Dataset items:
::::

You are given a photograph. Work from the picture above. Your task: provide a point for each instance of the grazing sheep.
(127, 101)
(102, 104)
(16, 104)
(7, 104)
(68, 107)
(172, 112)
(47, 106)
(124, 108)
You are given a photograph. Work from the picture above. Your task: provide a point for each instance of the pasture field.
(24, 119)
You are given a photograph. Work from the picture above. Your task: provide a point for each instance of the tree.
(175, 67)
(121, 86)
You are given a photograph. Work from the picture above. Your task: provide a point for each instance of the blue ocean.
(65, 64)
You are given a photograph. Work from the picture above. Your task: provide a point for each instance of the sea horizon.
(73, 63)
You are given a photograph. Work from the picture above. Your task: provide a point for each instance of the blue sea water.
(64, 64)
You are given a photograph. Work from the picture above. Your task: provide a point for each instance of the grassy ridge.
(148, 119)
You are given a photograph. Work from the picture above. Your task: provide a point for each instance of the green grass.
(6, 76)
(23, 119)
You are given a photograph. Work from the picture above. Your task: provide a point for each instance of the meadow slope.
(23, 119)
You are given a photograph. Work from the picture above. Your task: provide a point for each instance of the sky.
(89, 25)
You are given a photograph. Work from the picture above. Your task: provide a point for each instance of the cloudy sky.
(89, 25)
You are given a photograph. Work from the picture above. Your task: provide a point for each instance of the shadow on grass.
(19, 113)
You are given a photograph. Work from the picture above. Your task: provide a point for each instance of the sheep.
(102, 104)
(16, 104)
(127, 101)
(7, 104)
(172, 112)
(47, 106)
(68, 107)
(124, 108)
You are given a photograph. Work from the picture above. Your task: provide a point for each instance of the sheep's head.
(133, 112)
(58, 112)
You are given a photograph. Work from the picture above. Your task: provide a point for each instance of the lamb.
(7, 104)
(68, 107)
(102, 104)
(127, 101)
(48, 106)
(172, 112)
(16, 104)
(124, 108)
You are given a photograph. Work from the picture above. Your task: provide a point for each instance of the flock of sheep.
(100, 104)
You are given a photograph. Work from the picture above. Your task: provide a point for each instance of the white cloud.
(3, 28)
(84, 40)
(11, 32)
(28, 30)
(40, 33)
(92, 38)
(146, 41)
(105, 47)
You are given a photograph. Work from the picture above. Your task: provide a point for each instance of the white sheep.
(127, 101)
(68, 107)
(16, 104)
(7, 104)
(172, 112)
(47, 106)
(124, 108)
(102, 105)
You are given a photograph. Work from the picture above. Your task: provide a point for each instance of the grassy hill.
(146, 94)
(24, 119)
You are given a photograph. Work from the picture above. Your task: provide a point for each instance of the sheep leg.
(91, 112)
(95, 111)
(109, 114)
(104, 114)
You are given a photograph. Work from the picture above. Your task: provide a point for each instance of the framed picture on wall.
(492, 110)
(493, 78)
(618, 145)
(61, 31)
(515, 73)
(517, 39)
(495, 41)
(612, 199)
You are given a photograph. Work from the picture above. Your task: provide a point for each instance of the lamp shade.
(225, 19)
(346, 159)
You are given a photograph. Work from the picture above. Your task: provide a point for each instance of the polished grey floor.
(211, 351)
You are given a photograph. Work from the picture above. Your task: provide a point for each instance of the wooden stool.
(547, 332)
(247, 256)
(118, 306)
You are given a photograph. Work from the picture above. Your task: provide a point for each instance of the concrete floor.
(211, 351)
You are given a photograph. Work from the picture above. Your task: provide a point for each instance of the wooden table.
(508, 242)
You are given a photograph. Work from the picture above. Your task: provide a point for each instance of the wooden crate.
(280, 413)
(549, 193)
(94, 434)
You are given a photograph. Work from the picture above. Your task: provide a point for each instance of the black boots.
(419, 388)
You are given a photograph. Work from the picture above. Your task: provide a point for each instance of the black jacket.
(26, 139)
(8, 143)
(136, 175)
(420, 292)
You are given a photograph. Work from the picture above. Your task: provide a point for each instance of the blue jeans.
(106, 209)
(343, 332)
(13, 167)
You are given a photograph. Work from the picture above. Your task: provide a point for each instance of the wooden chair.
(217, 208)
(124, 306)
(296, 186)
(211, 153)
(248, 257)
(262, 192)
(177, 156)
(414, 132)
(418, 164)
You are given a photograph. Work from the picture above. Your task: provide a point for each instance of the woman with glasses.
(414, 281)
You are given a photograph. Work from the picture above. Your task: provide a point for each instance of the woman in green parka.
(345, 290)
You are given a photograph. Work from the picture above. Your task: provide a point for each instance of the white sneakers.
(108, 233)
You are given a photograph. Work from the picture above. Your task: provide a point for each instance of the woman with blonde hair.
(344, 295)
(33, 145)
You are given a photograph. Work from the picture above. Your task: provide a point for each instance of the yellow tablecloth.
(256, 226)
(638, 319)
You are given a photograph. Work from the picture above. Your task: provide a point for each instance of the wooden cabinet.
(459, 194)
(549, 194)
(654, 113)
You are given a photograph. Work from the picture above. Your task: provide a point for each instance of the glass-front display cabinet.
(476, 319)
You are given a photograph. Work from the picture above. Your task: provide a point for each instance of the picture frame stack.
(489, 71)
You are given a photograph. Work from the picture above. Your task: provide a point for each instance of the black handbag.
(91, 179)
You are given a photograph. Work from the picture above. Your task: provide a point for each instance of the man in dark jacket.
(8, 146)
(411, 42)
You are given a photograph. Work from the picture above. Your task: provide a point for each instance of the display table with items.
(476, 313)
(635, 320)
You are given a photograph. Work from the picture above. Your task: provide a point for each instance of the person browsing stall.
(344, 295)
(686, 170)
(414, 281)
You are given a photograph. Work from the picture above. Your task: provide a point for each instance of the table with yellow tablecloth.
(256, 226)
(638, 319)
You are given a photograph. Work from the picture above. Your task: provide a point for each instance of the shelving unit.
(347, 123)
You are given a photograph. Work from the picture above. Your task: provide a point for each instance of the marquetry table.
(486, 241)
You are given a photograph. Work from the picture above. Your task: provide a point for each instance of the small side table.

::::

#### THE PROBLEM:
Every line above should be transcribed exactly.

#### SOLUTION FOR THIS TASK:
You are given a photograph. Work from the picture above. Your task: provide a point for each instance of the grazing sheep.
(127, 101)
(102, 104)
(16, 104)
(7, 104)
(68, 107)
(172, 112)
(47, 106)
(124, 108)
You are given a photograph. Work from the picture above. Your task: provide a point for each instance of the pasture field.
(24, 119)
You are given a photograph. Work from the picture above. Your task: provide a point for each instance of the tree.
(175, 67)
(121, 86)
You are given a photograph. Work from the picture above. Your task: provide a point for each instance of the blue ocean.
(65, 64)
You are given a photograph. Work from the picture above. Your task: provide a point for each instance of the sea horizon.
(73, 63)
You are given a photograph. Work from the picture above. Your task: provide a point for each instance of the blue sea water.
(64, 64)
You are given a photograph. Work from the picture above. Your task: provide a point for each instance of the grassy ridge.
(148, 119)
You are given a photograph. Work from the picture above. Your task: provide a point for each instance of the green grass.
(6, 76)
(23, 119)
You are given a photograph. Work from the picture above. Your task: provide a point for each instance of the meadow slope.
(23, 119)
You are given a photograph. Work from the picture above. Your task: provide a point for each instance of the sky.
(89, 25)
You are given a photograph. Work from the picture above. Your task: provide a point for each instance of the cloudy sky.
(89, 25)
You are given a photograph. Work from the picture above. Your task: provide a point for each instance of the shadow on grass.
(19, 113)
You are given a photograph. Work from the picture above. Your task: provide a point for each instance of the sheep.
(102, 104)
(16, 104)
(127, 101)
(7, 104)
(172, 112)
(47, 106)
(68, 107)
(124, 108)
You are given a photograph. Work from the picture above. Your task: provide a point for each instance of the sheep's head.
(133, 112)
(58, 112)
You are given a photograph. Work from the picture above. Your task: provide a point for each instance of the lamb.
(7, 104)
(68, 107)
(102, 104)
(127, 101)
(48, 106)
(172, 112)
(16, 104)
(124, 108)
You are given a photograph. Work from the picture above. Your task: provide a point for each instance of the flock of sheep.
(100, 104)
You are given a photograph. Work from the picture above. Your task: provide a point for each instance of the white cloud.
(3, 28)
(84, 40)
(11, 32)
(28, 30)
(40, 33)
(92, 38)
(146, 41)
(105, 47)
You are given a photograph. Work from the picture above. Your task: provide a point for each instance of the white sheep.
(127, 101)
(68, 107)
(16, 104)
(7, 104)
(172, 112)
(47, 106)
(124, 108)
(102, 105)
You are given a photograph. Work from the picture above. Your task: provide a point for each instance of the grassy hill.
(146, 94)
(24, 119)
You are given a photograph. Work from the picture above. Your task: provide a point for each instance of the sheep leg.
(91, 112)
(95, 111)
(109, 114)
(104, 114)
You are given a photograph. Work from the picture above. Your task: provide a point for each instance of the framed picture on wall.
(492, 110)
(493, 78)
(618, 145)
(61, 31)
(515, 73)
(517, 39)
(495, 41)
(612, 199)
You are given a photograph. Work from the picture above. Your task: provide a point for each instance of the lamp shade.
(225, 19)
(346, 159)
You are given a photograph. Work from the picture above. Your task: provide a point for each instance of the polished grey floor.
(211, 351)
You are given a photograph. Work from the picture above. Your task: provide a point for each instance of the wooden stool.
(547, 332)
(247, 256)
(118, 306)
You are given a photograph. Work from the picture above. Your task: provide a point for each instance of the concrete floor.
(211, 351)
You are given a photograph. Work from the picture above. Your task: provide a point for each instance of the wooden table.
(508, 242)
You are given a photograph. Work from the picture above. Your task: provide a point for each instance of the wooden crate.
(280, 413)
(549, 193)
(94, 434)
You are given a photograph. Work from the picture above. Your task: provide a point for each instance of the black boots.
(419, 388)
You are given a photograph. Work from the picture above. Your task: provide a point for each instance of the black jacket.
(26, 139)
(8, 143)
(136, 175)
(420, 292)
You are given a photograph. Work from the picture above. Your task: provide a point for each instance of the blue jeans.
(106, 209)
(343, 332)
(13, 167)
You are given a photograph. Work from the picture above. Your task: provide a point for each instance of the wooden chair.
(217, 208)
(124, 306)
(296, 186)
(211, 153)
(248, 257)
(262, 192)
(177, 156)
(414, 132)
(418, 164)
You are given a photograph. Work from the picture above. Your task: provide a point for each instance of the woman with glasses.
(414, 281)
You are given a photograph. Work from the picture above. Your task: provide a point for each instance of the woman in green parka.
(345, 290)
You are given a photograph. Work from the picture above. Your task: provide a point for each instance of the white sneakers.
(108, 233)
You are given a photograph. Work from the picture above. Your task: provide a point for each instance of the woman with blonde hair.
(344, 295)
(33, 145)
You are given a photograph. Work from the picture above. Your task: provide a point for each instance of the yellow tablecloth.
(256, 226)
(638, 319)
You are given a photograph. Work from the picture above. Your task: provide a point for each instance of the wooden cabinet.
(459, 194)
(549, 194)
(654, 113)
You are given a photograph. Work from the picture above. Your task: provide a point for each instance of the glass-front display cabinet.
(476, 319)
You are given a photograph. Work from the picture above. Your task: provide a point for each instance of the picture frame stack.
(489, 71)
You are given a photograph. Work from the picture above. Your task: provide a point for each instance of the black handbag.
(91, 179)
You are given a photograph. Work from the picture above. Your task: provide a point for each instance of the man in dark jacket.
(8, 146)
(411, 42)
You are given a photograph. Work from the picture above. Your task: provide a point for each instance of the display table with items.
(476, 313)
(635, 320)
You are given a photograph. Work from the picture above. Your task: provide a point for each instance of the person browsing stall.
(344, 295)
(686, 170)
(414, 281)
You are given a photograph. Work from the picture above. Your task: provide a point for each instance of the table with yellow tablecloth.
(256, 226)
(638, 319)
You are given a photograph. Work from the picture above. Your task: provide a point for each instance of the shelving unit.
(347, 123)
You are given a photograph. Work from the picture above. Your task: provide a point for each instance of the marquetry table.
(486, 241)
You are given a photograph. Work from the picture above. Your task: provide a point for each instance of the small side table.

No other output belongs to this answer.